▸ **Source records**:
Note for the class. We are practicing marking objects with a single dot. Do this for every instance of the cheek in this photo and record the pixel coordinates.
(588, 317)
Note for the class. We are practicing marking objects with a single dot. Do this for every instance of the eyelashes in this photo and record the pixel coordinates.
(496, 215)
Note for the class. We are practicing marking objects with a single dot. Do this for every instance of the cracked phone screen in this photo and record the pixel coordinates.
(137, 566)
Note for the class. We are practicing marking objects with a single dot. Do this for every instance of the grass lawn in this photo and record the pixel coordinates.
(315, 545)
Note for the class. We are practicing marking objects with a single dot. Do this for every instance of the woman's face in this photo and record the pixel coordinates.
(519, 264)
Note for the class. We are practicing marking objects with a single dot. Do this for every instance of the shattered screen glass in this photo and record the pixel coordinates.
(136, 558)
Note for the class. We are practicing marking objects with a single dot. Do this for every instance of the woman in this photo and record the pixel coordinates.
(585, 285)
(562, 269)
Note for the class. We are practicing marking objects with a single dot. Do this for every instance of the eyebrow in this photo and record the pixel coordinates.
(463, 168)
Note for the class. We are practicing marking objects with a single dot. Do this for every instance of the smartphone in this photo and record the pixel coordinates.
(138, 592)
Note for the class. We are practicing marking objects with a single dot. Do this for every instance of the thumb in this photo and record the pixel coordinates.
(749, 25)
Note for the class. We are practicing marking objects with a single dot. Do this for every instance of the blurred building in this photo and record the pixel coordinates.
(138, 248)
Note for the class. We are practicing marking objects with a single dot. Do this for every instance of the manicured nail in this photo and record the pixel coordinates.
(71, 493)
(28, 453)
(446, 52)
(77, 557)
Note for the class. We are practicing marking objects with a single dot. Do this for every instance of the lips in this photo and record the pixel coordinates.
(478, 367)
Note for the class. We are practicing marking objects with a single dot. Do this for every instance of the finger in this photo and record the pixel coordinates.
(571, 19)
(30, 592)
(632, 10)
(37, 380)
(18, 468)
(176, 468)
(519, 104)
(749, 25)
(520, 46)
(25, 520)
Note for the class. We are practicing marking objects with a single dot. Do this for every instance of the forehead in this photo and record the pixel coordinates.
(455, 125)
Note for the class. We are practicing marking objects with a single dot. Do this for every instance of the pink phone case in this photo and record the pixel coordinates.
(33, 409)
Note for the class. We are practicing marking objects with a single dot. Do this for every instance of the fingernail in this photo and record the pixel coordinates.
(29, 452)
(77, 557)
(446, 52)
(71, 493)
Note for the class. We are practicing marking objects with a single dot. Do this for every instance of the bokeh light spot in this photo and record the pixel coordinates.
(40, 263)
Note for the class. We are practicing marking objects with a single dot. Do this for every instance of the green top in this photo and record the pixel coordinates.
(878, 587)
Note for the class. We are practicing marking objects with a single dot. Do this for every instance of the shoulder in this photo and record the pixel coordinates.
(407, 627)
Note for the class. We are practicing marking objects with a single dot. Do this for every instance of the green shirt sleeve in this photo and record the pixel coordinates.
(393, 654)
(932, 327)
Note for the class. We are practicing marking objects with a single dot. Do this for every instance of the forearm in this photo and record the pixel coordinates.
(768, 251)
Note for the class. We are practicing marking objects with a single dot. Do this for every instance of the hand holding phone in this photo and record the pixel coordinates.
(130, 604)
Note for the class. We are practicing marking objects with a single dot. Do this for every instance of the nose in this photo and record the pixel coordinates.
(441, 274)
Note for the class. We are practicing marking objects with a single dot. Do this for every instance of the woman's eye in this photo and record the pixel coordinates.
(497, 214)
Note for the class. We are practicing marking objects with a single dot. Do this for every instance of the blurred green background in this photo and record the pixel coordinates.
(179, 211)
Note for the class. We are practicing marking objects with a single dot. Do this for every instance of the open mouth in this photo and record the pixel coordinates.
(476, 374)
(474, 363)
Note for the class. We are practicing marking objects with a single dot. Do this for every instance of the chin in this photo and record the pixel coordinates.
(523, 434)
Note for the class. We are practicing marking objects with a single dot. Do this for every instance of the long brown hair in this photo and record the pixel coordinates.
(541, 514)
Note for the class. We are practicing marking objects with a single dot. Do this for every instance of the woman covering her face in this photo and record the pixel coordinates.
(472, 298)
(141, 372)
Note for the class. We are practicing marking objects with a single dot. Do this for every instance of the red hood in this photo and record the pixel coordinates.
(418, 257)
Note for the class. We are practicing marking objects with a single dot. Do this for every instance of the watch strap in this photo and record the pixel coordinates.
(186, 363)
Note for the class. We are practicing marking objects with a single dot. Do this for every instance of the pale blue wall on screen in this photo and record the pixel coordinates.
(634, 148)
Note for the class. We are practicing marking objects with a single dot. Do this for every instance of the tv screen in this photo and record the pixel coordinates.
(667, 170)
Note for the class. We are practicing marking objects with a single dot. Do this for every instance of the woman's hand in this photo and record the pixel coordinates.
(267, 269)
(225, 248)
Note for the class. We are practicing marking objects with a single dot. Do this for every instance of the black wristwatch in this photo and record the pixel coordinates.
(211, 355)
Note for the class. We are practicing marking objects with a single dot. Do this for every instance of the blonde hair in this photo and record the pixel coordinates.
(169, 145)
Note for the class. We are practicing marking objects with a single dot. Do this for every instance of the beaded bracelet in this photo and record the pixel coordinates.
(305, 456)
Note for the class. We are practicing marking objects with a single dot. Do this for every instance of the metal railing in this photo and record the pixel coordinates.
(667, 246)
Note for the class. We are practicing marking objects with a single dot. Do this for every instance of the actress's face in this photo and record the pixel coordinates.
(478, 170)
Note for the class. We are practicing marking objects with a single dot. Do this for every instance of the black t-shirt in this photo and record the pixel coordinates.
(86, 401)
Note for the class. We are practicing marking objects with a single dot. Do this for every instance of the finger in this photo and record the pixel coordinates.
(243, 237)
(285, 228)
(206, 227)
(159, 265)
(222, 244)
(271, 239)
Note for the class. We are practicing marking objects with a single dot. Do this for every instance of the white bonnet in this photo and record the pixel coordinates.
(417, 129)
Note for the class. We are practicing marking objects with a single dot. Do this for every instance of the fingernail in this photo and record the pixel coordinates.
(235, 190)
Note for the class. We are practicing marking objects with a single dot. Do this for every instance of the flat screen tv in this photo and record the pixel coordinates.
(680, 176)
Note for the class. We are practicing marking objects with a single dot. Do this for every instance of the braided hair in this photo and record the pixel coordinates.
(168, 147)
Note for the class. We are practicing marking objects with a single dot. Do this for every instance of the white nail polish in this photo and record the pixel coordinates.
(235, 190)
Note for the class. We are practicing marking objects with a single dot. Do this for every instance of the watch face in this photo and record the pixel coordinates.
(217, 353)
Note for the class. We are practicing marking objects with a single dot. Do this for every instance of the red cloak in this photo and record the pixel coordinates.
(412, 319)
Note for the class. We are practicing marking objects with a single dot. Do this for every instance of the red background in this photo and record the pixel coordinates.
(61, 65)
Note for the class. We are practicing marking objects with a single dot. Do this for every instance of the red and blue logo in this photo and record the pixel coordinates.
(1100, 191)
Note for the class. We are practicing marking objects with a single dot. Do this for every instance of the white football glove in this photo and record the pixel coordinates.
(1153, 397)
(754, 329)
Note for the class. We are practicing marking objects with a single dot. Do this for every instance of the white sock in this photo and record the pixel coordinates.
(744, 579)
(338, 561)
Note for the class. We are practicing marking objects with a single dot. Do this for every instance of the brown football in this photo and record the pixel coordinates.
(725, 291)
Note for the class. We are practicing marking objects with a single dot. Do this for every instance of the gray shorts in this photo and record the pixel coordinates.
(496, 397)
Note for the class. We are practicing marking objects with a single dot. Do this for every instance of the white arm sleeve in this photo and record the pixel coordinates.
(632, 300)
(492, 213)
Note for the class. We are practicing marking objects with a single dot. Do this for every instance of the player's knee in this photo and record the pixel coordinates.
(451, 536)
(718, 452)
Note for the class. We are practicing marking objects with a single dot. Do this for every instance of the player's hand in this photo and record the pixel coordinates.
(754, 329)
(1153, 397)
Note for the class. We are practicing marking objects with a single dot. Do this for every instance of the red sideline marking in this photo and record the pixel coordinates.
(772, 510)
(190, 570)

▸ **Exercise description**: Please copy out the entries above word for word, starting with the line containing "the red sideline" and going on through the last line of the entries.

▸ **Finished answer**:
Note for the class. We are practicing marking objects with a single dot. Do this for every instance of the red sideline marking in this photo and record the pixel coordinates.
(772, 510)
(190, 570)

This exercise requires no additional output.